--- RECORD EXCERPTS ---
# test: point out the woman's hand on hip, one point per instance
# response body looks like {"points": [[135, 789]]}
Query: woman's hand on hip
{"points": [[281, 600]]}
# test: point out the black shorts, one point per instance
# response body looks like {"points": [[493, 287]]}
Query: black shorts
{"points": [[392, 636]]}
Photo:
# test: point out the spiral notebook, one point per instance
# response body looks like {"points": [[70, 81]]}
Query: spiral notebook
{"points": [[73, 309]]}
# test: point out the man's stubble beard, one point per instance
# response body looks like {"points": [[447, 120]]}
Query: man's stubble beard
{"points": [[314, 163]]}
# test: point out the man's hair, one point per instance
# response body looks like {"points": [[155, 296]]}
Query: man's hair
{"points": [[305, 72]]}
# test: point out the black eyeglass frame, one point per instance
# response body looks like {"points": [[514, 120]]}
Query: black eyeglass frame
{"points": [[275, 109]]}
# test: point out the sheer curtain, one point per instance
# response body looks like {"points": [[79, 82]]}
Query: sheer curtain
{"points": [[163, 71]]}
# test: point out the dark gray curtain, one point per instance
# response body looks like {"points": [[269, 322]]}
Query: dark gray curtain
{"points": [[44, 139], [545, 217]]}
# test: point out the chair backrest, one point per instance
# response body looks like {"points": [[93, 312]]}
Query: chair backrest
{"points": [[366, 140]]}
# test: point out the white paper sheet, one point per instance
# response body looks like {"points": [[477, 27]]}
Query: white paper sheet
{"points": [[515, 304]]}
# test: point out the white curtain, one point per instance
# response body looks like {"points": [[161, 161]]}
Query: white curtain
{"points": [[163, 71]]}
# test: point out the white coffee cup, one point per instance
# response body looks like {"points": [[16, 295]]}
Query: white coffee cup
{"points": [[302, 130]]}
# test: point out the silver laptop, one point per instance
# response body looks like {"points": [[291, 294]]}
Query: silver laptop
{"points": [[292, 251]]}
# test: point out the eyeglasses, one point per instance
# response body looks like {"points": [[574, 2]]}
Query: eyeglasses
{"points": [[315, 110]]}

--- JOB ---
Express the entries above as a two-column CSV with the columns "text" and "answer", one row per entry. Put each field in quotes and replace any line breaks with spaces.

--- COMPLETED EXERCISE ---
text,answer
"# test: point out the woman's hand on hip, one point per instance # response body looks like {""points"": [[135, 789]]} Query: woman's hand on hip","{""points"": [[281, 600]]}"
"# test: point out the black shorts, one point per instance # response body looks like {""points"": [[493, 287]]} Query: black shorts","{""points"": [[392, 636]]}"
"Photo: # test: point out the spiral notebook, one point per instance # response body looks like {""points"": [[70, 81]]} Query: spiral notebook","{""points"": [[73, 309]]}"
"# test: point out the man's stubble beard, one point per instance # response body looks like {""points"": [[447, 120]]} Query: man's stubble beard","{""points"": [[314, 163]]}"
"# test: point out the man's hair, one point per instance # response body looks like {""points"": [[155, 296]]} Query: man's hair","{""points"": [[305, 72]]}"
"# test: point out the black eyeglass frame, one point per instance # response body looks like {""points"": [[514, 120]]} Query: black eyeglass frame","{""points"": [[275, 109]]}"
"# test: point out the sheer curtain, one point per instance # response body looks like {""points"": [[79, 82]]} Query: sheer curtain","{""points"": [[163, 71]]}"
"# test: point out the dark gray curtain, one point per instance # response body looks like {""points"": [[269, 322]]} Query: dark gray curtain","{""points"": [[44, 139], [545, 217]]}"
"# test: point out the chair backrest, one point per instance # response body looks like {""points"": [[93, 312]]} Query: chair backrest","{""points"": [[366, 140]]}"
"# test: point out the white paper sheet, one point per instance # response body looks like {""points"": [[477, 27]]} Query: white paper sheet","{""points"": [[515, 304]]}"
"# test: point out the white curtain, one point per instance # response body looks like {""points"": [[161, 161]]} Query: white curtain","{""points"": [[163, 71]]}"
"# test: point out the white coffee cup, one point per instance # response body looks like {""points"": [[16, 295]]} Query: white coffee cup","{""points"": [[302, 130]]}"
"# test: point out the silver laptop, one point per instance # response body looks like {""points"": [[291, 294]]} Query: silver laptop","{""points"": [[292, 251]]}"
"# test: point out the eyeglasses, one point per instance # response body looks like {""points"": [[574, 2]]} Query: eyeglasses","{""points"": [[315, 110]]}"